Exercise details: Can you continue the passage below on influence and causation in a Theory of Change, picking up after its last sentence?

Given text:
Statisticians usually think of very specific kinds of influence, e.g. A is exactly twice B, or grows exponentially as B grows. But when making a Theory of Change, we often need many other kinds of influence, perhaps more or less vague or fuzzy. For example, I am pretty sure that if my son had a bad day at school he is more likely to start an argument with his sister. Even though I couldn’t start to formulate this in terms of a strictly mathematical function, I still may need to be able to include this influence in any Theory of Change about my son’s behaviour at home.

Moreover, in this example we suspect that a bad mood does not always result in a fight but merely increases the chances of a fight - so the Rule is probabilistic, not deterministic.

Independence of influence Variables

We should also remind ourselves of the very important but often overlooked condition that all the other possible paths in a Mechanism are zero. In the kind of single-step Mechanisms we are discussing here, this just means that the influence Variables are causally independent of one another. (We already know that they are logically independent, see the definition of Mechanism, above.)

Incomplete Rules

Notice that our definition above does not require that every Level of A is assigned a unique and discrete Level of B, allowing for probabilistic Rules, see below. Also the Rule might only concern some Levels of A while being agnostic about other Levels15. So we might perhaps know that very high temperatures will make a lizard sleepy, and medium temperatures might make it active, without having any idea what its behaviour is at very cold temperatures.

What do the arrows mean? Causation, the mysterious force?

In this book I avoid using the words “cause” and “causality”; instead we talk about one Variable influencing another. When many Earthlings hear the word “cause” they tend to think of one Variable totally controlling another, whereas in real life such cases are rare. Most influences are partial, and it seems more natural to talk about a partial “influence” than about a partial “cause”.

Record excerpts:
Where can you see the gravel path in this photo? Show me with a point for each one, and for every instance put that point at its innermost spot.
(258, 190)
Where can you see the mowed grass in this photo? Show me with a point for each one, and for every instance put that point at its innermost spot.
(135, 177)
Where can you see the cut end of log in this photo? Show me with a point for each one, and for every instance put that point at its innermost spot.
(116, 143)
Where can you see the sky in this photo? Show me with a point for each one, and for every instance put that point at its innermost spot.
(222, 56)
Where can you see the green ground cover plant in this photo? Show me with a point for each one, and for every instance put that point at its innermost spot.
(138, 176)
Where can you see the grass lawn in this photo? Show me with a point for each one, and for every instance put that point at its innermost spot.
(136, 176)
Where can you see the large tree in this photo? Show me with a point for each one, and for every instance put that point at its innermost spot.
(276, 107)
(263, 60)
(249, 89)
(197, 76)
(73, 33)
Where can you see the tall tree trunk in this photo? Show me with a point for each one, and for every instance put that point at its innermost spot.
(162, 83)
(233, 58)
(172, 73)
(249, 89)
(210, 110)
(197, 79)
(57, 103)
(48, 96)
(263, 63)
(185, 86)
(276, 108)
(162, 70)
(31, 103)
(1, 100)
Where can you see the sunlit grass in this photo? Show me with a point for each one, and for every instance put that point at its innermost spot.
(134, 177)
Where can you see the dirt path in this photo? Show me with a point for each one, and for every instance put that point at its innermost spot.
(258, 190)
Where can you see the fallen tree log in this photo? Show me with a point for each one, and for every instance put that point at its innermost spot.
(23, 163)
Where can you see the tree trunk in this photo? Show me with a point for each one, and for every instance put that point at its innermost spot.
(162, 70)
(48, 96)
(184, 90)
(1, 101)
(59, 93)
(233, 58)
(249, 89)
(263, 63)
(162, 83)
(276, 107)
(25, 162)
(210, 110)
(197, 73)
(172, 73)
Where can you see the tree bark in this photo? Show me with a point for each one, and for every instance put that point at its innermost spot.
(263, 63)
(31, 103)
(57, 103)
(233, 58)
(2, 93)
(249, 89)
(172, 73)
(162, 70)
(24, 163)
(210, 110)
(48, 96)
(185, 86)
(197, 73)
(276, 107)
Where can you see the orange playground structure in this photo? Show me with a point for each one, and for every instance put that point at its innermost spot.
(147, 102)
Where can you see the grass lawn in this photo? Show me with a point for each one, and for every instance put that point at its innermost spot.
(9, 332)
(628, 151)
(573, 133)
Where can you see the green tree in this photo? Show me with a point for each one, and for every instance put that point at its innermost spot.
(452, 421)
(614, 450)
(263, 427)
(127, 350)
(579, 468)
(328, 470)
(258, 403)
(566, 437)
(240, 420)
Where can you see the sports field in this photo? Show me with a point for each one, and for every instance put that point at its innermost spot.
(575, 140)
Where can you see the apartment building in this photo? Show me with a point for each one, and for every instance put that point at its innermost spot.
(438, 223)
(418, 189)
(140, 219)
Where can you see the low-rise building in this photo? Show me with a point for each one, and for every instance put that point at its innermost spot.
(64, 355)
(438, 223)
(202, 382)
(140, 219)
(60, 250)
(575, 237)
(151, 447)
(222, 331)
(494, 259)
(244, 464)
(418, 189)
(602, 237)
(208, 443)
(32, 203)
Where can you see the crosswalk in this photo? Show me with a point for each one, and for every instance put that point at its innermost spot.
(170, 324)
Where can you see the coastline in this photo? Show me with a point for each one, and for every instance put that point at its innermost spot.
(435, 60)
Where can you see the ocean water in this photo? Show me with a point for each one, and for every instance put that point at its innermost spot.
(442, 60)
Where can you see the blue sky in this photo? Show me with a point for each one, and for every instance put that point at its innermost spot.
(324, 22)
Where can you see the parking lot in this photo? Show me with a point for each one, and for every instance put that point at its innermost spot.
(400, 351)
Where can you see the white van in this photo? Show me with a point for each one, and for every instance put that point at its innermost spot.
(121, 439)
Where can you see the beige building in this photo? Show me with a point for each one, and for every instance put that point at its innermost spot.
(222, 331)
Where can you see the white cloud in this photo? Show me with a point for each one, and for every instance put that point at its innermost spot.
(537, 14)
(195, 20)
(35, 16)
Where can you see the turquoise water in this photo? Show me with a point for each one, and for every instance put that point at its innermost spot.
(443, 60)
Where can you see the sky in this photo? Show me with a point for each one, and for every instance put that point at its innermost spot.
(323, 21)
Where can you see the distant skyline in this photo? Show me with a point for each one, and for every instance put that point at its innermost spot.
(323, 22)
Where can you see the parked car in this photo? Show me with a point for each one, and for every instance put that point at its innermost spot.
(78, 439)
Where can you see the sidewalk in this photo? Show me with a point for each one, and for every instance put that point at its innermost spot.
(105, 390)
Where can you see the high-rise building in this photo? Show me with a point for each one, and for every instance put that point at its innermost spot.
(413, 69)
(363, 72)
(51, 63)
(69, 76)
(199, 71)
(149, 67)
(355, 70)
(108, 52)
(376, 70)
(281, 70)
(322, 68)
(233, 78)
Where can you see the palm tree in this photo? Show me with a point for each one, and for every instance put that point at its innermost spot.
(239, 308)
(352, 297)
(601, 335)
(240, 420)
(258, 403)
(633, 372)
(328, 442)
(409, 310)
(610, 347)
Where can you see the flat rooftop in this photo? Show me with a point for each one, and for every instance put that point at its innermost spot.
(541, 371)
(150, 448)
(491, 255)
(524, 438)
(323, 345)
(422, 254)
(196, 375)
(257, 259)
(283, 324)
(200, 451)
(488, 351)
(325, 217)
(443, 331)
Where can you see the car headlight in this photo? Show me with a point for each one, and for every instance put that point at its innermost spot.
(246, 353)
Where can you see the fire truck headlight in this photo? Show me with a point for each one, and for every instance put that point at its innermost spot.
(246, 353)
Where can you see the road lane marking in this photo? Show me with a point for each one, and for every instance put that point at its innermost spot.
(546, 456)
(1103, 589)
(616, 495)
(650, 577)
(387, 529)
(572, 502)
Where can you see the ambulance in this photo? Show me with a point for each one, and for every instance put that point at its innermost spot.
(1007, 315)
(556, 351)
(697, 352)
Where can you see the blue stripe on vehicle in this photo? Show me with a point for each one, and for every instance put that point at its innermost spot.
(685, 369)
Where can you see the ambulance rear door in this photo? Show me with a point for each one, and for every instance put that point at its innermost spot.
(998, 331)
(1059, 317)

Result of the task:
A link in a diagram says that the presence of arrows from A (and possibly B, and C) to X implies at a minimum that at least some changes in A can affect the expected Level of X for at least some settings of B and C. So the arrow doesn’t represent a secret force called causality or anything else, it only says if you are going to predict or control this consequence Variable, you are going to have to consider this influence Variable. That’s all we mean by “causal connection”.

Actually, if you like, it is the absence of arrows between a given pair of Variables which is a stronger statement, because it implies these two Variables are causally independent (which is arguably a stronger claim).

We could say that causal explanations are explanations which follow a particular pattern, rather than explanations which invoke a particular force or phenomenon. Bertrand Russell claimed xx that scientists don’t actually talk about causation; as Pearl (Pearl 2000) points out, it is true that we don’t see words like “cause” in the body of scientific theories, but scientists use these words informally all the time. Pearl and colleagues have introduced a new and very useful kind of calculus (a mathematical language) which does indeed allow us to discuss “cause” and, for example, prove theorems about the difference between causal and merely correlational relationships.

How is the algorithm to be specified?

It doesn’t matter how the rules are specified as long as there is intersubjective agreement. They can be as ambiguous as you like as long as there is intersubjective agreement also about the ambiguity. So, say, they might be specified only for one unusual level of a parent variable, for which the influence on the child variable is set out, and for all the others there is no information. As long as almost everyone agrees on this understanding of the rule, we have a valid Rule. Equally, the Rules give may give you probabilistic predictions. Traditionally, this is modelled by introducing an error variable.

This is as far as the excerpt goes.